== STUDY QUESTIONS ==
A. Duplicate the portion of the passage on West's syndrome starting with "The majority of" and going on through "an anticonvulsive effect.".
B. Answer these questions from the passage on West's syndrome, one answer per line:
(i) What frequency does the passage give for West's syndrome?
(ii) Mutations in which gene cause the syndrome?
(iii) From what structure are the fetal neural progenitors derived?
C. Extend the passage on West's syndrome, starting after its last sentence.

== SOURCE EXTRACT ==
------------
West's syndrome (WS) is the most common infantile epileptic encephalopathy, although its frequency leads to its being included among the rare diseases (1:5,000). It is characterised by recurring crises called spasms, progressive psychomotor retardation and a typical EEG denominated hypsarrhythmia. It is due to mutations in the ARX gene, which codes for a homeobox transcription factor that is fundamental for the generation, migration and development of the GABAergic interneurons of the striated body, cerebral cortex and hippocampus. Animals which are mutant for ARX present a reduction in the number of interneurons in the said areas.

The majority of children with WS are refractory to pharmaceutical treatment, so they need a therapeutic alternative. This may be in the form of cell therapy, as the neurons that have disappeared can be replaced. Previous results of this group show that fetal neural progenitors derived from the middle ganglion eminence (MGE) differentiate into GABAergic interneurons after being implanted into the neonatal and adult brain. These progenitors are able to integrate fully within existing circuits, modulating inhibitory activity within the regions they are implanted in. This makes it possible to reduce hyperactivity levels, and they also have an anticonvulsive effect.
------------
== DATA RECORDS ==
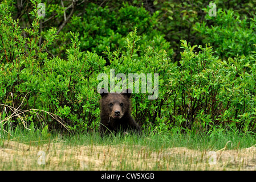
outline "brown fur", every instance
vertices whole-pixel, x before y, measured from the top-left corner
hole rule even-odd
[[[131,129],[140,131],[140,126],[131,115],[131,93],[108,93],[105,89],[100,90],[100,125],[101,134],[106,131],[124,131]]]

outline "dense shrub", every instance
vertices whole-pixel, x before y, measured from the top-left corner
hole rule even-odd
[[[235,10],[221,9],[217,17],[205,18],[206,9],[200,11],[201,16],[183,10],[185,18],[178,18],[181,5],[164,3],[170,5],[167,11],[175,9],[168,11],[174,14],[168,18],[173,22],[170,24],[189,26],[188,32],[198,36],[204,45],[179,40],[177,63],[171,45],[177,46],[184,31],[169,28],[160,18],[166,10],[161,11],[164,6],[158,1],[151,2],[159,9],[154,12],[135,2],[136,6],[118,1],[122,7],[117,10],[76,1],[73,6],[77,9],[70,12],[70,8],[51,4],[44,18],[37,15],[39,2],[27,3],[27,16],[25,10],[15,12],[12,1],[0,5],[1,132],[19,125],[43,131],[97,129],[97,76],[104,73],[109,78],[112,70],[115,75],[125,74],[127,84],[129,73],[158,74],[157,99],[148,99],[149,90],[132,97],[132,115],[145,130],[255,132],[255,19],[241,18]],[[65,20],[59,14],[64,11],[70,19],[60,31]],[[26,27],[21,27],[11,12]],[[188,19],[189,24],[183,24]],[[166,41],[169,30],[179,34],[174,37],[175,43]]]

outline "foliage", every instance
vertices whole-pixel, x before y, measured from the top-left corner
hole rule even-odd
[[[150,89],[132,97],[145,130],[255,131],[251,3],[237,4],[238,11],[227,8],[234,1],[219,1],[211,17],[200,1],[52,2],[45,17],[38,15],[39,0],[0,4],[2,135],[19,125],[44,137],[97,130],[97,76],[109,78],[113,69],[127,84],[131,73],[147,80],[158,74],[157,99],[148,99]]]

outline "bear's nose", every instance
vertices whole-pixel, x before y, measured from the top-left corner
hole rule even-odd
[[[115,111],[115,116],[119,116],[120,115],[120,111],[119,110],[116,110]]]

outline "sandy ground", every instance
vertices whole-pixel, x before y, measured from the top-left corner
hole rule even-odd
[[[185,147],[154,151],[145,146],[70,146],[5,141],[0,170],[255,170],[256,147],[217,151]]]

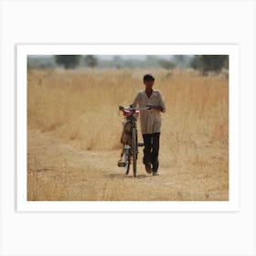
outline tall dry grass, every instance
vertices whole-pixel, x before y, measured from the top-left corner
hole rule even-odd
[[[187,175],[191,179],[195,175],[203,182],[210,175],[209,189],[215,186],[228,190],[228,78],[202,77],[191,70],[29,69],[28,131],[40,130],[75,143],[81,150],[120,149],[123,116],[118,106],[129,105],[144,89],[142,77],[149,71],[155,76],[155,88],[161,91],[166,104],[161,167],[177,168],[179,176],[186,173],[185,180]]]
------------
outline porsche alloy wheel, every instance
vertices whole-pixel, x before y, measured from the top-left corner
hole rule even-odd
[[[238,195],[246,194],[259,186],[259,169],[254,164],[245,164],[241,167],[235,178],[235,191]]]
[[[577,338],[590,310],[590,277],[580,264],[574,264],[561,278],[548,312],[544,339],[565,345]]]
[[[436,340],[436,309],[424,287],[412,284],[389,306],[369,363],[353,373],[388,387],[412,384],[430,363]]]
------------
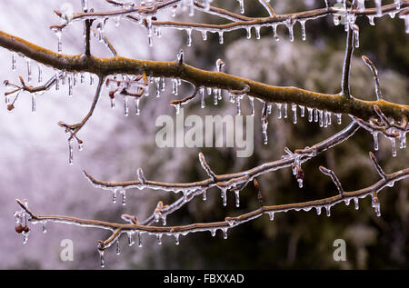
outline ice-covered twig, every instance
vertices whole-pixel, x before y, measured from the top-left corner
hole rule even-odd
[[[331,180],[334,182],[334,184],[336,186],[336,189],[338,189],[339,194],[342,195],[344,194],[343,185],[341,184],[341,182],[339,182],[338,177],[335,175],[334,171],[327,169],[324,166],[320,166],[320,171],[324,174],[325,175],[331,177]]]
------------
== RESPONSES BY ITEM NUMBER ==
A.
The majority of children with WS are refractory to pharmaceutical treatment, so they need a therapeutic alternative. This may be in the form of cell therapy, as the neurons that have disappeared can be replaced. Previous results of this group show that fetal neural progenitors derived from the middle ganglion eminence (MGE) differentiate into GABAergic interneurons after being implanted into the neonatal and adult brain. These progenitors are able to integrate fully within existing circuits, modulating inhibitory activity within the regions they are implanted in. This makes it possible to reduce hyperactivity levels, and they also have an anticonvulsive effect.

B.
(i) 1:5,000
(ii) The ARX gene
(iii) The middle ganglion eminence (MGE)

C.
At the present time, a series of transplants has commenced with these neuronal precursors in an animal model which is a transporter of the (GCG)10+7 mutation, the most frequent among WS patients. This model has studied the distribution, survival, differentiation and functionality of the cells deriving from transplant, as well as effects on the symptoms characterising this syndrome. It will also evaluate the potential and clinical interest of this type of cell therapy.